▶ **TEXTE À LIRE**
==*==
Nous ne souhaitons pas donner un faux sentiment de sécurité : la communauté scientifique est partagée sur les bénéfices d’un passeport d’immunité. L’Organisation Mondiale de la Santé s’est elle-même exprimée, en l’état actuel des connaissances, contre le recours aux passeports vaccinaux pour les voyages internationaux car les personnes vaccinées peuvent continuer à être infectées et contagieuses. Les recherches sur le coronavirus se poursuivent et les variants changent régulièrement la donne. Être en possession d’un certificat ne doit pas donner un blanc-seing d’immunité ou un privilège. Il ne dispense pas des autres précautions et des gestes barrières. Une flexibilité doit être prévue afin de pouvoir réagir et adapter le système devant de nouvelles données épidémiologiques.

Malgré les incertitudes sanitaires qui persistent et les critiques justement formulées par certains juristes sur cette initiative, nous avons souhaité apporter au texte les meilleurs garde-fous en matière de sécurité publique et numérique afin de prévenir toutes les dérives possibles. 

Plus que jamais, ce virus questionne notre système et nos modes de production. La réponse technique poussée par la Commission ne doit pas être un prétexte à l’accumulation de données personnelles de déplacement et de santé, sans contrôle démocratique. Le fait, d’ailleurs, que l’adoption de ce système se fasse à travers une procédure d’urgence, alors que l’infrastructure numérique recommandée est en cours de discussion et d’élaboration depuis plus deux ans, pose nécessairement question. Il nous met face à notre responsabilité politique. Il nous faut être capables de combiner confiance et vigilance, d’adopter une approche humaine et sensible, qui pondère les risques sanitaires et économiques, mais aussi les risques psychologiques et sociaux.
==*==
▶ **DONNÉES FOURNIES**

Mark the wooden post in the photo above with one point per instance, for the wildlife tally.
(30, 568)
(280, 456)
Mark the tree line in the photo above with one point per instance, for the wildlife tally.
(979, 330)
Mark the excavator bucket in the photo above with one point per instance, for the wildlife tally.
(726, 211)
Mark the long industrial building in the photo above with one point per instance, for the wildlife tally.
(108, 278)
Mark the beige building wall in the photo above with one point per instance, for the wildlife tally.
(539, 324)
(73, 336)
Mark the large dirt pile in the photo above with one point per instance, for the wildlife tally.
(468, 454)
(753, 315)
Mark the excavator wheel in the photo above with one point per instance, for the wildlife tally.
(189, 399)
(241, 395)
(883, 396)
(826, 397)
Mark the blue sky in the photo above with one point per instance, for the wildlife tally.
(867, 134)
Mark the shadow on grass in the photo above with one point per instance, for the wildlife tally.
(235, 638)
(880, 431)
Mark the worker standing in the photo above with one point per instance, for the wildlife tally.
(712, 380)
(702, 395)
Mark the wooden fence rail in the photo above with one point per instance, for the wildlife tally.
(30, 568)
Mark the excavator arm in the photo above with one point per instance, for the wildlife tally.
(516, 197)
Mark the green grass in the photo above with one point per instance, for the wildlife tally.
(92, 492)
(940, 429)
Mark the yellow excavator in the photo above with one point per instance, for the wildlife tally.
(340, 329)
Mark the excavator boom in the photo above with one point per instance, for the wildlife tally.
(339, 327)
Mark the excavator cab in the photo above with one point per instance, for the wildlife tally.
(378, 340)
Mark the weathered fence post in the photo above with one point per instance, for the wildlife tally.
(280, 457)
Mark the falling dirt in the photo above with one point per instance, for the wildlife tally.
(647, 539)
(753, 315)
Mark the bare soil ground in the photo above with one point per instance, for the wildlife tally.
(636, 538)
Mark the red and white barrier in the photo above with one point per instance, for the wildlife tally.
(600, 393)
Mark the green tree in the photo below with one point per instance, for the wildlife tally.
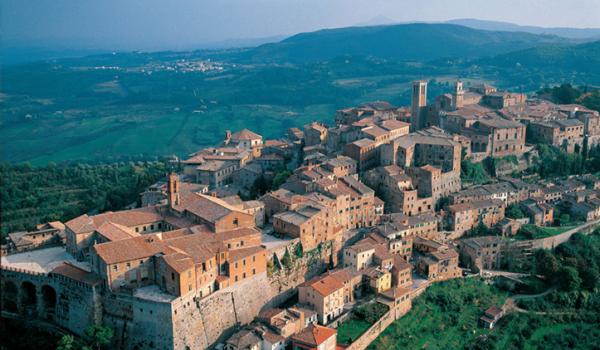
(299, 251)
(100, 336)
(67, 342)
(547, 264)
(280, 178)
(513, 211)
(569, 279)
(590, 277)
(287, 260)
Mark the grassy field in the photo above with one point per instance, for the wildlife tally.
(351, 329)
(76, 109)
(537, 232)
(444, 317)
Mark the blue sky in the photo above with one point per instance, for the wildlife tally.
(181, 24)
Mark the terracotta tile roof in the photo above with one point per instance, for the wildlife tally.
(127, 218)
(75, 273)
(392, 124)
(275, 143)
(131, 249)
(209, 208)
(236, 234)
(245, 134)
(396, 292)
(115, 232)
(239, 254)
(400, 264)
(178, 262)
(314, 335)
(324, 285)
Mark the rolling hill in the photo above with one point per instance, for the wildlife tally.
(573, 33)
(417, 41)
(583, 58)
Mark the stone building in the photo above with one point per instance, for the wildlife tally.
(436, 261)
(245, 139)
(315, 337)
(481, 253)
(466, 216)
(567, 134)
(325, 294)
(431, 159)
(48, 234)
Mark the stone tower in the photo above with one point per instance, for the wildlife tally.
(458, 95)
(418, 102)
(173, 189)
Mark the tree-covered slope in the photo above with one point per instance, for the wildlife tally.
(418, 41)
(581, 58)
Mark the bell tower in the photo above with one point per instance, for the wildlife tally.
(173, 189)
(418, 103)
(458, 96)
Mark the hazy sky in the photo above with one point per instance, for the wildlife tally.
(160, 24)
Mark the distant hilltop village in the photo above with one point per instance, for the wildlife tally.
(371, 206)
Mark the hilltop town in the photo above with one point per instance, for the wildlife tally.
(274, 243)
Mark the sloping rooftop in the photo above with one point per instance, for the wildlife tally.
(314, 335)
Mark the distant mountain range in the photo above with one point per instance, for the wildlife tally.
(416, 41)
(573, 33)
(583, 58)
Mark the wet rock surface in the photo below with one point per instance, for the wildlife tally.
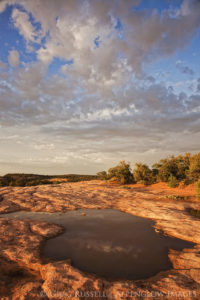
(25, 274)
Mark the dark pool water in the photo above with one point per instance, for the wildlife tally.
(108, 243)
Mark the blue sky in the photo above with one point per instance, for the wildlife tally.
(86, 84)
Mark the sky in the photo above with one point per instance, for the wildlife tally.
(85, 84)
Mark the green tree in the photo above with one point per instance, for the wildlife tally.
(102, 175)
(198, 188)
(176, 166)
(172, 181)
(142, 173)
(121, 172)
(194, 168)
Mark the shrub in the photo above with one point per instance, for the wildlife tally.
(121, 172)
(198, 188)
(172, 181)
(143, 174)
(194, 169)
(102, 175)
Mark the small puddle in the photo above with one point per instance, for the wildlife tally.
(108, 243)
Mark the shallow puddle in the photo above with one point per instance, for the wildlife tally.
(108, 243)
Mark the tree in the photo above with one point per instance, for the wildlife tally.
(121, 172)
(142, 173)
(176, 166)
(194, 169)
(172, 181)
(102, 175)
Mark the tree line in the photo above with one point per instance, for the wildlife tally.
(173, 170)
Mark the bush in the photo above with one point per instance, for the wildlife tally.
(198, 188)
(194, 169)
(143, 174)
(102, 175)
(121, 172)
(172, 181)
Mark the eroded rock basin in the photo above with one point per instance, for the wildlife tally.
(108, 243)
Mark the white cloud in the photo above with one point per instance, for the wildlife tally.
(22, 22)
(13, 58)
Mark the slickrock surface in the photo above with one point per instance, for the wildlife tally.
(25, 274)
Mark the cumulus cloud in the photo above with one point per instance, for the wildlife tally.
(13, 58)
(104, 96)
(183, 68)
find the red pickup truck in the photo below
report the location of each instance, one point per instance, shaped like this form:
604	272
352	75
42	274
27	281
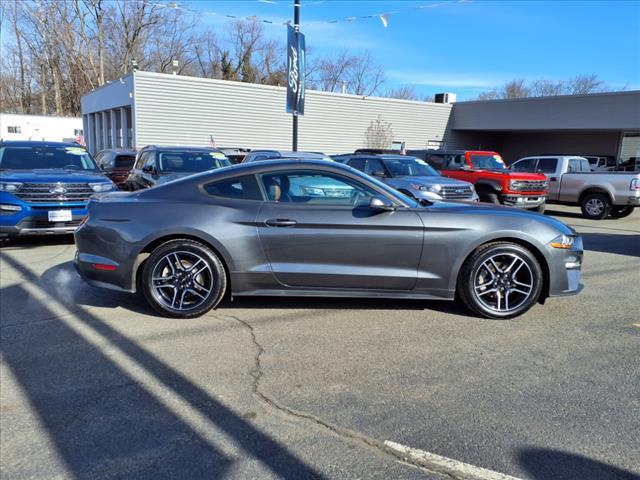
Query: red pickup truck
493	181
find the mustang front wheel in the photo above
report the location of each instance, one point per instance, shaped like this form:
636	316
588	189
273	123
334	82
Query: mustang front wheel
183	279
500	280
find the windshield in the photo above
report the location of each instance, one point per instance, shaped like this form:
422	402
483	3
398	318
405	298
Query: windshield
487	162
410	167
31	158
191	161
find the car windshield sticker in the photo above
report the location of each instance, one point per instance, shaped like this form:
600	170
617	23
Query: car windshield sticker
76	151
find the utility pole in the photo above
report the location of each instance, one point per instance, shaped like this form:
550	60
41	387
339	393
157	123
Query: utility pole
296	26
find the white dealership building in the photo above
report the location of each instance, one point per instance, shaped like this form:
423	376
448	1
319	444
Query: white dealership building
145	108
40	127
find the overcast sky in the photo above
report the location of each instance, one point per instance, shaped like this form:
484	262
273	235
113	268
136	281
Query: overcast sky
465	47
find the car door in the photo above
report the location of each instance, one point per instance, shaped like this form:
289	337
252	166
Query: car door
549	166
318	231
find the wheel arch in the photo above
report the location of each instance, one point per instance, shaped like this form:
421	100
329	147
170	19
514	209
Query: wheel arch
154	243
590	190
533	248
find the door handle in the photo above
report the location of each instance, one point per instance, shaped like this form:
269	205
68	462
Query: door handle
280	222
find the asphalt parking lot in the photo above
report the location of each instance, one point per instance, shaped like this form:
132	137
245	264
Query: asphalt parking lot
94	385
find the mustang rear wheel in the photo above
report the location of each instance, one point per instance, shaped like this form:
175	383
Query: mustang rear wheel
621	212
500	280
183	279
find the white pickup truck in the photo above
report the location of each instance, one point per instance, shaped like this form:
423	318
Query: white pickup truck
571	182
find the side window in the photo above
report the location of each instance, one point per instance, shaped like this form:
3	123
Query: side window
575	166
242	188
141	159
547	165
357	163
315	188
525	165
124	161
436	161
374	165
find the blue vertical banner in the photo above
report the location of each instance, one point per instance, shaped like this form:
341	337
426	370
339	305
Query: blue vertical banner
296	67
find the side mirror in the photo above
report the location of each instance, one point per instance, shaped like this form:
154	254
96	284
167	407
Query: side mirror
381	204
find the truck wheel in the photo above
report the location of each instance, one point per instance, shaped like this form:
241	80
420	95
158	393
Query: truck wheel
621	212
595	206
183	279
489	197
500	280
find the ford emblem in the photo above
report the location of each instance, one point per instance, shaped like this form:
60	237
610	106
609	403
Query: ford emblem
58	190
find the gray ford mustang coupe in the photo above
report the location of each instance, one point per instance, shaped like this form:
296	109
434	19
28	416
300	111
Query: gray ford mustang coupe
317	228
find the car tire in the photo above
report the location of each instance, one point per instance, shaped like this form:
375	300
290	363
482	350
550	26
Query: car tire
183	279
498	275
621	212
489	197
595	206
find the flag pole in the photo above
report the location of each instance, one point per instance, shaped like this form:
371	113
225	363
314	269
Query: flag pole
296	26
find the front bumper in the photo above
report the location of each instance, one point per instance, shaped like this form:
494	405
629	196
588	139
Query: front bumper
565	270
523	201
33	219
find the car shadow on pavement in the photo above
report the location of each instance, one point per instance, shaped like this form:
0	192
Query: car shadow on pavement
102	421
81	293
544	464
611	243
==*==
▶ **CONSIGNE**
Prolongez, s'il vous plaît, le texte sur le passeport d'immunité en reprenant juste après sa dernière phrase.

▶ **RÉPONSE**
La responsabilité politique, maintenant, est dans le camp des États membres. La France, en particulier, doit rester au cœur de notre attention. L’intégration annoncée du système de certificats COVID-19 européens dans l’application gouvernementale TousAntiCovid, critiquée l’an passé par les associations pour son coût exagéré et son traitement “centralisé” des données, contredit, d’ores et déjà, les exigences de protection des données exprimées par le Parlement Européen et les défenseurs européens des données. 

L’authentification renforcée des documents électroniques ne doit pas permettre de remettre en cause la confidentialité des données de santé ni faciliter la traçabilité des “volontaires” utilisant cette application. Le champ d’application des usages de ces certificats sanitaires en France, tel que l’envisage et le fixe le gouvernement dans le cadre du projet de loi sur l’état d’urgence sanitaire actuellement présenté au Parlement, semble suggérer que ce dernier est dans une démarche d’accumulation indifférenciée et de centralisation des données sanitaires en complète contradiction avec les recommandations du Conseil européen de la protection des données (EDPB) et du Contrôleur européen de la protection des données (CEPD).

Certaines lignes rouges liées aux droits fondamentaux et à la discrimination ne doivent en aucun cas être franchies. Nous serons vigilant·e·s que ces prérequis impératifs soient respectés dans les prochains trilogues, ainsi que dans le déploiement au sein des États Membres.